Textabschnitt:
# Primery Key festlegen



## Gast (12. Nov 2008)

Guten Morgen!

Ich würde gerne den Primery Key in einer Klasse über 2 Felder in eben dieser legen.
Also laut meinem Hibernate Buch einen "Natürlichen Schlüssel" und keinen "Technischen Schlüssel".

Leider haben des die Autoren versäumt in dem Buch zu erklären wie man das seinen Klassen mitteilt.
Hoffe jmd. von euch kann mir ein Beispiel geben wie ich 2 Werte als Primery Key zusammen fassen kann.

Danke schon mal im Vorraus


----------



## Gast (12. Nov 2008)

B the way: Ihc wollte den Titel eigtl. "Hibernate: Primary Key festlegen" nennen - aber das Forum hat es "aus Spam Schutz Gründen" nicht zugelasen :-/


----------



## SlaterB (12. Nov 2008)

http://www.hibernate.org/hib_docs/reference/en/html/mapping.html#mapping-declaration-compositeid
5.1.7. composite-id 

vermute ich


----------



## Gast (12. Nov 2008)

hmm okay - weisst du zufällig auch wie man das per annotation regeln kann?!


----------



## SlaterB (12. Nov 2008)

ich bin Annotation-Feind


----------



## Gast (12. Nov 2008)

Bereitgestellte Daten:
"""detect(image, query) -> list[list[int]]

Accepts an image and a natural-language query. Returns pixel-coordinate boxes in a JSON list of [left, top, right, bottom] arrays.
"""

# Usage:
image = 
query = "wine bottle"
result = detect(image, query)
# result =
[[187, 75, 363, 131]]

* * *

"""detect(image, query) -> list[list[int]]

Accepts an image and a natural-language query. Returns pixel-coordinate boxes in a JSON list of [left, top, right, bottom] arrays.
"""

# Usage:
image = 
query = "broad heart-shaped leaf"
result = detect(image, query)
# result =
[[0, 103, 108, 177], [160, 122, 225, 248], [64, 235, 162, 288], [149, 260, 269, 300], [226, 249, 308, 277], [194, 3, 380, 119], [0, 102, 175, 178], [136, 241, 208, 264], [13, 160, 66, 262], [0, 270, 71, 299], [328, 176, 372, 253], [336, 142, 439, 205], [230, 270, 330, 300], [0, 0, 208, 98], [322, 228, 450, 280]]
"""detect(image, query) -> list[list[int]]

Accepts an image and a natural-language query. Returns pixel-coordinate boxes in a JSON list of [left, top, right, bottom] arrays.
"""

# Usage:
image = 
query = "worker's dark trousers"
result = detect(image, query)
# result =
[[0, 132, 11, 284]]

==

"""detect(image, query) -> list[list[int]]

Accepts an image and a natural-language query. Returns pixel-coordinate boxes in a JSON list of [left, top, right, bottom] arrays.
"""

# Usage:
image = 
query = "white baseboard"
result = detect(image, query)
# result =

Aufgabenziel: Führe den Forumsthread zum Festlegen eines Primary Keys aus zwei Feldern in Hibernate weiter.

Antwort:
damn


----------



## SlaterB (12. Nov 2008)

aber google kann ich auch noch bedienen


http://www.google.de/search?hl=de&q=composite-id+annotation&meta=

http://java-aap.blogspot.com/2006/04/hibernate-annotations-composite.html


----------



## Gast (12. Nov 2008)

hmm also ich raffs irgenwie nicht :-/

Hab das mit diesem Code hier ausprobiert: 
http://java-aap.blogspot.com/2006/04/hibernate-annotations-composite.html

und alles was ich bekomme ist derzeit eine Fehlermeldung:
Could not determine type for: XXX

Wo er mir sagt er weiss nichts mit einer Klasse anzufangen die ich in einer mit @Transient gekennzeichneten Methode abfrage - obwohl ich nur den ID kram ausgetauscht habe ...


----------



## GilbertGrape (12. Nov 2008)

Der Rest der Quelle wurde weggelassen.